━━ TEXTO DEL EJERCICIO ━━
Gorbachov, el arte de lo imposible

El expresidente soviético Mijaíl Gorbachov.

Con Mijaíl Gorbachov se extingue la última esperanza de que Rusia albergue una sombra de racionalidad. Liquidó la Guerra Fría, desmanteló la Unión Soviética y sus satélites, presidió el derribo del Muro de Berlín y orquestó el cambio de civilización con un número insignificante de pérdidas humanas, porque la ejecución del dictador rumano Ceaucescu a manos de sus víctimas no puede contarse entre las muertes a llorar.

La dimensión de Gorbachov es inalcanzable en el mundo actual. Los gobernantes de teocracias islamistas como Irán o maoístas como China están presos en las coordenadas de sus respectivos países, ni siquiera tienen la energía suficiente para ensanchar sus límites. Armado por solo dos palabras, 'perestroika' y glasnost, reforma y transparencia, el mandatario soviético dio un vuelco a su bloque anquilosado.
━━━
== LISTA DE ACTIVIDADES ==
[1] Según el texto sobre Gorbachov, ¿cuáles fueron las dos palabras con las que el mandatario soviético dio un vuelco a su bloque?
[2] Continúa el texto sobre Gorbachov a partir de su última oración.
━━ DATOS DISPONIBLES ━━
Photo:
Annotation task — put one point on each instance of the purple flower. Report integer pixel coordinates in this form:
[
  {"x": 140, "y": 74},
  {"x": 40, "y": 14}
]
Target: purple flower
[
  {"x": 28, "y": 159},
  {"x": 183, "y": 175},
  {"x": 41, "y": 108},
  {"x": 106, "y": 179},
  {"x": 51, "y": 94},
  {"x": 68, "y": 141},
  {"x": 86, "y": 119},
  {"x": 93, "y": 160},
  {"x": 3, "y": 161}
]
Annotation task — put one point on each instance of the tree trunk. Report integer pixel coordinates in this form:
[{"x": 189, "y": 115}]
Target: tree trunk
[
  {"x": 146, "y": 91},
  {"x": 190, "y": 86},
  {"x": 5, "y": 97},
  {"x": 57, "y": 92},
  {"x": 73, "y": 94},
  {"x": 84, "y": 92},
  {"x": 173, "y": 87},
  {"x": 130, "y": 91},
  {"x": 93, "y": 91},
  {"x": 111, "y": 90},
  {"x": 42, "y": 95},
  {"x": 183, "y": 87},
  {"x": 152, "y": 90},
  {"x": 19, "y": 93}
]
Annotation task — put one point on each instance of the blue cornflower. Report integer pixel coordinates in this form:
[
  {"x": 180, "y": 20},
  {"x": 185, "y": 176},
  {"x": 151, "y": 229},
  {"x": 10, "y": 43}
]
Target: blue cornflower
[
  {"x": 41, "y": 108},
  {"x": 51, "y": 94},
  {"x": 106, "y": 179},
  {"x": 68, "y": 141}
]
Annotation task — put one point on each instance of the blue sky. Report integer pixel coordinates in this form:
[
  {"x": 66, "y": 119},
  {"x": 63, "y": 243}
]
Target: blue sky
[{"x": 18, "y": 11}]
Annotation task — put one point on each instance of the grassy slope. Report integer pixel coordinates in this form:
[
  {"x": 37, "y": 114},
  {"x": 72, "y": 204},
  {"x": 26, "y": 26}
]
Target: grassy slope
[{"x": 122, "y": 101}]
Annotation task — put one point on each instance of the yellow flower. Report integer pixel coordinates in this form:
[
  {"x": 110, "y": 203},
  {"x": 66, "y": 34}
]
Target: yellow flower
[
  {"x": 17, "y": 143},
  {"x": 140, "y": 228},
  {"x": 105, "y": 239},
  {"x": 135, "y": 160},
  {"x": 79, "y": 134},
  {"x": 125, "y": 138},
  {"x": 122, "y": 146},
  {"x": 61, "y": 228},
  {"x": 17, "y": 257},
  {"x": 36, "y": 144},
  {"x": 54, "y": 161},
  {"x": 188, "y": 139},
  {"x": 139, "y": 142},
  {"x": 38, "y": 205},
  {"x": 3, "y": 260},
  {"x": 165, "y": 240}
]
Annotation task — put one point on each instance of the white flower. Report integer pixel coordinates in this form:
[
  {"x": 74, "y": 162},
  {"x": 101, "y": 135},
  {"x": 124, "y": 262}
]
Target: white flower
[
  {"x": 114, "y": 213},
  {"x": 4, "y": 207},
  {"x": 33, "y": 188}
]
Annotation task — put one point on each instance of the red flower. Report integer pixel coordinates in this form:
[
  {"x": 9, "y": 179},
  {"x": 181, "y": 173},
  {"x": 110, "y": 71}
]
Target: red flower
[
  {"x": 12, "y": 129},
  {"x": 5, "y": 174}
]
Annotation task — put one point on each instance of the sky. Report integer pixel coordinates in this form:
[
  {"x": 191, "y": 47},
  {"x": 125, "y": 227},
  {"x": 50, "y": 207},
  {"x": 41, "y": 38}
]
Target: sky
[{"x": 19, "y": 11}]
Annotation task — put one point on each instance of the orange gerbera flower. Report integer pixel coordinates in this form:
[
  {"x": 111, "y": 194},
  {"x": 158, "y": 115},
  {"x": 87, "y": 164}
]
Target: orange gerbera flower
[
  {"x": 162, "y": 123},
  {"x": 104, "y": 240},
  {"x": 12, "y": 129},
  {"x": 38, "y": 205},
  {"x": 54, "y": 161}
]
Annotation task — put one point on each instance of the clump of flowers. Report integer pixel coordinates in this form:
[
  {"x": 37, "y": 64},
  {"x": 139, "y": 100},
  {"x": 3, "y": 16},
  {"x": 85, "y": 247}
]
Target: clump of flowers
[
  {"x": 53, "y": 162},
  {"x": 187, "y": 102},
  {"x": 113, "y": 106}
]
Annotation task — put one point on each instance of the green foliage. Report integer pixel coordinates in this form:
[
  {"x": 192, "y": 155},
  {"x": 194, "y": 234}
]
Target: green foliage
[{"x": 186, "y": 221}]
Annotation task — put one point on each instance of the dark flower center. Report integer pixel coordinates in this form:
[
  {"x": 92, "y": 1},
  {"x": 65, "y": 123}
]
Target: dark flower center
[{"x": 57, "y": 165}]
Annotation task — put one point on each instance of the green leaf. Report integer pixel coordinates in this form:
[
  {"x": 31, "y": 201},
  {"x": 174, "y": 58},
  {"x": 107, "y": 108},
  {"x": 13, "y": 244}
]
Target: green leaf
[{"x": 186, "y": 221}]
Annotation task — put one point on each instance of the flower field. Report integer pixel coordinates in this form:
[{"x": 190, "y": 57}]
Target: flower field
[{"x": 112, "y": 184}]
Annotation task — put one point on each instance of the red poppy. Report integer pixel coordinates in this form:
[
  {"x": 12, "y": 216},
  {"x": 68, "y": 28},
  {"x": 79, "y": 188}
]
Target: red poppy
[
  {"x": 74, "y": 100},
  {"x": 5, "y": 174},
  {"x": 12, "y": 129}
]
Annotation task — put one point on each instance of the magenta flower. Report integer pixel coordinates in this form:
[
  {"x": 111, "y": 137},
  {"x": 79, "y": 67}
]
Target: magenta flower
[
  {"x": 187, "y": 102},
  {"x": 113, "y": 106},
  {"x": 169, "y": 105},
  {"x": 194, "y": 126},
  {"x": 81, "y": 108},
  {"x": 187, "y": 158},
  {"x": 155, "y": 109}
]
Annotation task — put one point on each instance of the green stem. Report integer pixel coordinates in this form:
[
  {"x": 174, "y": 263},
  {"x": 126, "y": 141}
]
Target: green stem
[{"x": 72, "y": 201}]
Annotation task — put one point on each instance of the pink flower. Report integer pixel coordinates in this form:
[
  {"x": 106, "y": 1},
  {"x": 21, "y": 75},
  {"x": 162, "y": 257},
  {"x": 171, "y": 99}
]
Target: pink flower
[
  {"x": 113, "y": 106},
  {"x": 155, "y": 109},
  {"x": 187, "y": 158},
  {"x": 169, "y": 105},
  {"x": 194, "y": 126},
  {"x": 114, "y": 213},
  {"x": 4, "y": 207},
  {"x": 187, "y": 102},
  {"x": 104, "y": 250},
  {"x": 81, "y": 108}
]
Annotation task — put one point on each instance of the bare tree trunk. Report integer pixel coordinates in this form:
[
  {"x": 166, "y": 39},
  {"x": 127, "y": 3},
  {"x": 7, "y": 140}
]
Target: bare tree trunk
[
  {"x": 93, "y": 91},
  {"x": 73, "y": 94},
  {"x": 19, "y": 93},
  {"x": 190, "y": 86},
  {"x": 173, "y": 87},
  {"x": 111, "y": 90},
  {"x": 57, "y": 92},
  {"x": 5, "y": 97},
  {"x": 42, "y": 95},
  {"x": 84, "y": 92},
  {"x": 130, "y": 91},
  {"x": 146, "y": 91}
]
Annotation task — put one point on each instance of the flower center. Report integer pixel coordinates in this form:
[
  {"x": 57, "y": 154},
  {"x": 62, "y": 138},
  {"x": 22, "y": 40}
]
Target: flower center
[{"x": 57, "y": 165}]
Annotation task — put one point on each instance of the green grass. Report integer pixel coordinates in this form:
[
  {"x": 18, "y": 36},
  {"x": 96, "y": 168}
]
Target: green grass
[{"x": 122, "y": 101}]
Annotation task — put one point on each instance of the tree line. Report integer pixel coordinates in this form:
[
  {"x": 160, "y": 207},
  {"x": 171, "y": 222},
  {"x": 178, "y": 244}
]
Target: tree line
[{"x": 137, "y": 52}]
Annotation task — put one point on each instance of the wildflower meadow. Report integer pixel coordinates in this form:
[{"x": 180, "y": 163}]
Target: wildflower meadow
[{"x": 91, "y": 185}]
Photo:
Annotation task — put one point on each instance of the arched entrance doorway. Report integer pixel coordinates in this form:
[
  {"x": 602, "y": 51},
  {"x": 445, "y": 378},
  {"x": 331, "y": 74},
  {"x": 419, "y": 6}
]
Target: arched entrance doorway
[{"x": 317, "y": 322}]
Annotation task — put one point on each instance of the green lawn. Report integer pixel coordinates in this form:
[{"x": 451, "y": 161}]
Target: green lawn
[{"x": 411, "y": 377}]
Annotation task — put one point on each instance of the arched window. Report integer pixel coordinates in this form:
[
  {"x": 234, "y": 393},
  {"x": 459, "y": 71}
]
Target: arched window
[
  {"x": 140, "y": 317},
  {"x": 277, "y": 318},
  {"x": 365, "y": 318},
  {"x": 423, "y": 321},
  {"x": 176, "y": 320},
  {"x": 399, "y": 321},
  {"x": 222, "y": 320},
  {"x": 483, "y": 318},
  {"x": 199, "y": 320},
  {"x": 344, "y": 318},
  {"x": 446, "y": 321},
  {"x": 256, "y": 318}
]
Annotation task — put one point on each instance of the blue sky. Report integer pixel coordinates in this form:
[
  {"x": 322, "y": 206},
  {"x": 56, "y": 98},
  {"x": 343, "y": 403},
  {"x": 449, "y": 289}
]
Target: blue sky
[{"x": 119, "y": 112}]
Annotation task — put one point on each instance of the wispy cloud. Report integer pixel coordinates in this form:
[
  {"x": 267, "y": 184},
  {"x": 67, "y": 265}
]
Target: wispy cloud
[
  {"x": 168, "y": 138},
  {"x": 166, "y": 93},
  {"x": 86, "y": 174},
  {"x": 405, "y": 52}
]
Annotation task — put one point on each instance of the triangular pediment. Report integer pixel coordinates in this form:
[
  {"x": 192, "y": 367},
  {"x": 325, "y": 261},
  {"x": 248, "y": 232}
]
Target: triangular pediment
━━━
== RESULTADOS DEL EJERCICIO ==
[1] 'Perestroika' y glasnost, es decir, reforma y transparencia.

[2]
Es curiosa la manida reflexión de que el desvencijado magma de la URSS con sus aledaños debía caer por fuerza, y constatarlo con la tradicional soberbia occidental desde países europeos o americanos hoy al borde del colapso en la visión más optimista. ¿Dónde está el Gorbachov que pueda aplicar a la Unión Europea o a los Estados Unidos al borde de la Guerra Civil la medicina no letal de una reconstrucción?

Hasta Gorbachov, se insistía en que la política era el arte de lo posible. Los mandatarios limitaban así artificialmente su capacidad de gestión, aunque nunca sus prerrogativas. Con la llegada de Gorbachov al poder tras los dinosaurios Breznev, Andropov Chernenko, el ruso juvenil ejecuta en los ochenta el arte de lo imposible. No se trata solo de valorar los efectos a menudo perversos de sus logros, sino de constatar que sus pacíficas conquistas eran inverosímiles.

No ha habido otro Gorbachov. Sobre todo, el mundo no puede contar en el futuro con la reaparición de una figura de su talla. En la expectación creada por su venida, solo el fulgurante Obama se le puede comparar en la suspensión del aliento colectivo, si se soslayan los decepcionantes mandatos del primer presidente estadounidense que se aburrió en la Casa Blanca, porque no estaba a la altura de su méritos.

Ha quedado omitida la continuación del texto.